**INSTRUCTIONS FOR THE TASK**
Could you copy out every item below word for word, omitting the pictures?

-- START --

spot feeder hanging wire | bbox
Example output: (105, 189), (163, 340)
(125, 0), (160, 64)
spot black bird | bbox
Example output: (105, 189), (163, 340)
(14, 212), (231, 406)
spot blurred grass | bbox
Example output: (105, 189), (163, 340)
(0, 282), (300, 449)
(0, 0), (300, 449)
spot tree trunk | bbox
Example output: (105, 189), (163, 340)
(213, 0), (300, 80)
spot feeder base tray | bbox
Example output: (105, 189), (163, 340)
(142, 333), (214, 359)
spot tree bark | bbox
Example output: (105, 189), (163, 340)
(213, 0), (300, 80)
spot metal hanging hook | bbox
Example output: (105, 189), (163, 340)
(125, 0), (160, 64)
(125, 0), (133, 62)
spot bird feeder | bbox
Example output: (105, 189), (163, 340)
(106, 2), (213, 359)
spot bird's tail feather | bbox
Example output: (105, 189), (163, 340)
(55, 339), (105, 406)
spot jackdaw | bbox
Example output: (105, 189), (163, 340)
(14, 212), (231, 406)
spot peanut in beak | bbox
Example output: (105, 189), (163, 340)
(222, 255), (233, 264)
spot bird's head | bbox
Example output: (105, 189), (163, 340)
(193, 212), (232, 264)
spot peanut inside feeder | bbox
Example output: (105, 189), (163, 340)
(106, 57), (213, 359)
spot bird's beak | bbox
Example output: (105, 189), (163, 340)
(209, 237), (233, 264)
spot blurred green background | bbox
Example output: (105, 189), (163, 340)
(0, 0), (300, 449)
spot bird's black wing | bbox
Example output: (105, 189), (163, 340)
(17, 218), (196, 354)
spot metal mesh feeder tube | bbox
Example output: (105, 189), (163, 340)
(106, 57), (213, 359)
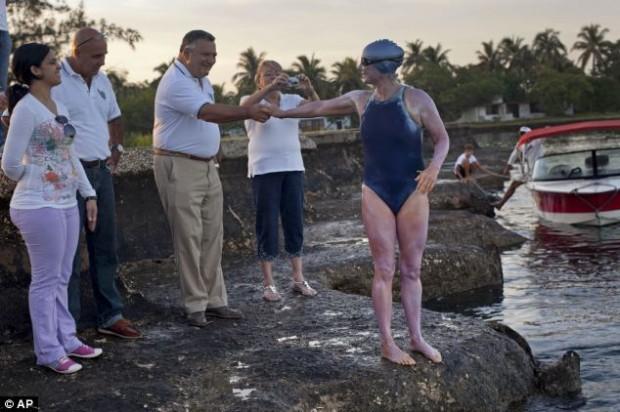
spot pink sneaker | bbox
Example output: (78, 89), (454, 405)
(68, 345), (103, 359)
(45, 356), (82, 375)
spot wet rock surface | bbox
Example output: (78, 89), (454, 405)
(0, 261), (535, 411)
(537, 351), (581, 397)
(0, 128), (576, 411)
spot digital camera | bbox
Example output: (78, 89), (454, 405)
(288, 76), (299, 87)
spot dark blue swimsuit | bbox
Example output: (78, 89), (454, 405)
(360, 86), (424, 215)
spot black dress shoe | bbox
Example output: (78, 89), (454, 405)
(187, 312), (213, 328)
(205, 306), (243, 319)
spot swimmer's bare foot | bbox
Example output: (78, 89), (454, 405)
(381, 341), (415, 366)
(411, 339), (442, 363)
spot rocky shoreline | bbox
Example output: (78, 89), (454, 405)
(0, 133), (580, 411)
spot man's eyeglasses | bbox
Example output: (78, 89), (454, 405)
(75, 33), (106, 49)
(361, 57), (398, 66)
(54, 114), (77, 139)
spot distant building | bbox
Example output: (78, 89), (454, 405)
(457, 97), (575, 123)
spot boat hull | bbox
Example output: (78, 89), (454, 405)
(531, 189), (620, 226)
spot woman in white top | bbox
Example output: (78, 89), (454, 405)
(2, 43), (102, 374)
(241, 60), (319, 302)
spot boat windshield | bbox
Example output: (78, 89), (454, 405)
(532, 149), (620, 181)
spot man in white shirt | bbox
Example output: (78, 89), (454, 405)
(153, 30), (271, 327)
(52, 28), (142, 339)
(491, 126), (532, 210)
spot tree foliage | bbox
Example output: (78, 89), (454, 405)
(7, 0), (142, 51)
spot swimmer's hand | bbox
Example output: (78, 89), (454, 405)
(415, 165), (439, 194)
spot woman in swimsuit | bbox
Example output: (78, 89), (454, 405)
(273, 40), (449, 365)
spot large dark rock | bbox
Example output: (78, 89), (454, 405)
(538, 351), (581, 397)
(0, 127), (572, 411)
(0, 261), (536, 412)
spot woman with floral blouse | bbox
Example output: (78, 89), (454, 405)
(2, 43), (102, 374)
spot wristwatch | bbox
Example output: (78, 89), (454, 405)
(110, 143), (125, 154)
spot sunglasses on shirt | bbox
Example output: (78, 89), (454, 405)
(54, 114), (76, 139)
(361, 57), (398, 66)
(75, 33), (107, 50)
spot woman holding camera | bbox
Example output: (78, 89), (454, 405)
(241, 60), (319, 302)
(2, 43), (102, 374)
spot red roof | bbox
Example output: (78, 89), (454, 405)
(517, 120), (620, 146)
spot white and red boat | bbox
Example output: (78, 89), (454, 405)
(517, 120), (620, 226)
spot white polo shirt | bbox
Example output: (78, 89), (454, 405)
(153, 59), (220, 157)
(52, 59), (121, 161)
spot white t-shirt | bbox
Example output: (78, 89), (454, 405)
(153, 60), (220, 157)
(52, 59), (121, 161)
(0, 0), (9, 31)
(241, 94), (304, 177)
(454, 153), (478, 170)
(2, 94), (95, 209)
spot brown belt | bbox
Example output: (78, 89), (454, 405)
(153, 147), (215, 162)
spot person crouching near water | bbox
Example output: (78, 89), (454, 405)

-- END --

**TASK RESPONSE**
spot feeder hanging wire | bbox
Example output: (105, 189), (163, 340)
(125, 0), (160, 64)
spot black bird | bbox
Example output: (105, 189), (163, 340)
(14, 212), (231, 406)
spot blurred grass | bbox
Example output: (105, 189), (163, 340)
(0, 282), (300, 449)
(0, 0), (300, 449)
spot tree trunk | bbox
Example output: (105, 189), (163, 340)
(213, 0), (300, 80)
spot feeder base tray | bbox
Example output: (105, 189), (163, 340)
(142, 333), (214, 359)
spot tree bark | bbox
Example output: (105, 189), (163, 340)
(213, 0), (300, 80)
spot metal hanging hook | bbox
Example output: (105, 189), (163, 340)
(125, 0), (160, 64)
(125, 0), (133, 62)
spot bird feeder | bbox
Example output: (105, 189), (163, 340)
(106, 2), (213, 359)
spot bird's tail feather | bbox
Example output: (105, 189), (163, 340)
(55, 339), (105, 406)
spot jackdaw | bbox
Example output: (105, 189), (163, 340)
(14, 212), (231, 406)
spot peanut in beak | bbox
Example output: (105, 189), (163, 340)
(222, 255), (233, 264)
spot bird's head | bbox
Example output: (105, 189), (163, 340)
(193, 212), (232, 264)
spot peanut inside feeder | bbox
Example output: (105, 189), (163, 340)
(106, 57), (213, 359)
spot bird's beak | bbox
Example output: (105, 189), (163, 340)
(209, 237), (233, 264)
spot blurred green background | bbox
Example output: (105, 189), (163, 340)
(0, 0), (300, 449)
spot bird's black wing | bbox
Example output: (105, 189), (163, 340)
(17, 218), (196, 354)
spot metal mesh feeder tube | bbox
Example output: (105, 189), (163, 340)
(106, 57), (213, 359)
spot pink sneaker | bbox
Example output: (78, 89), (454, 405)
(68, 345), (103, 359)
(45, 356), (82, 375)
spot wet rock surface | bbox
Example output: (78, 89), (454, 405)
(0, 261), (535, 411)
(537, 351), (581, 397)
(0, 128), (576, 411)
spot digital camera | bbox
Example output: (78, 89), (454, 405)
(288, 76), (299, 87)
spot dark blue swimsuit | bbox
Example output: (78, 89), (454, 405)
(360, 86), (424, 215)
spot black dress shoe | bbox
Example output: (78, 89), (454, 405)
(187, 312), (213, 328)
(205, 306), (243, 319)
spot swimmer's bare foot | bbox
Example output: (78, 89), (454, 405)
(381, 341), (415, 366)
(411, 339), (442, 363)
spot rocky shoreline | bbox
Example output: (78, 89), (454, 405)
(0, 133), (580, 411)
spot man's eyeglasses | bbox
Example output: (78, 89), (454, 405)
(75, 33), (106, 49)
(361, 57), (398, 66)
(54, 114), (77, 139)
spot distant building | bbox
Example output: (78, 89), (454, 405)
(457, 97), (575, 123)
spot boat hull | bbox
Example output: (78, 89), (454, 405)
(531, 189), (620, 226)
spot woman in white top | bbox
Example output: (78, 89), (454, 405)
(2, 43), (102, 374)
(241, 60), (319, 302)
spot boat windshield | bbox
Example output: (78, 89), (454, 405)
(532, 149), (620, 181)
spot man in white shirt | bbox
Example output: (78, 89), (454, 405)
(153, 30), (271, 327)
(52, 28), (142, 339)
(491, 126), (532, 210)
spot tree foliage | bbox
Example output: (78, 89), (454, 405)
(7, 0), (142, 51)
spot swimmer's hand | bbox
Example output: (78, 89), (454, 405)
(415, 165), (439, 194)
spot woman in swimsuit | bbox
Example output: (78, 89), (454, 405)
(273, 40), (449, 365)
spot large dark rock | bbox
Example output: (78, 89), (454, 405)
(538, 351), (581, 397)
(0, 127), (572, 411)
(0, 261), (536, 412)
spot woman with floral blouse | bbox
Example output: (78, 89), (454, 405)
(2, 43), (102, 374)
spot wristwatch | bbox
Example output: (78, 89), (454, 405)
(110, 143), (125, 154)
spot sunglasses on shirt | bbox
Example output: (78, 89), (454, 405)
(54, 114), (76, 139)
(361, 57), (398, 66)
(75, 33), (107, 50)
spot woman holding camera | bbox
Example output: (78, 89), (454, 405)
(241, 60), (319, 302)
(2, 43), (102, 374)
spot red roof | bbox
Example output: (78, 89), (454, 405)
(517, 120), (620, 146)
spot white and red boat | bbox
Example output: (78, 89), (454, 405)
(517, 120), (620, 226)
spot white polo shirt | bbox
Example output: (78, 89), (454, 405)
(153, 59), (220, 157)
(52, 59), (121, 161)
spot white t-shirt | bbox
Example output: (78, 89), (454, 405)
(153, 60), (220, 157)
(52, 59), (121, 161)
(0, 0), (9, 31)
(241, 94), (304, 177)
(454, 153), (478, 170)
(2, 94), (95, 209)
spot brown belt | bbox
Example output: (78, 89), (454, 405)
(153, 147), (215, 162)
spot person crouching near water | bbox
Example output: (78, 89), (454, 405)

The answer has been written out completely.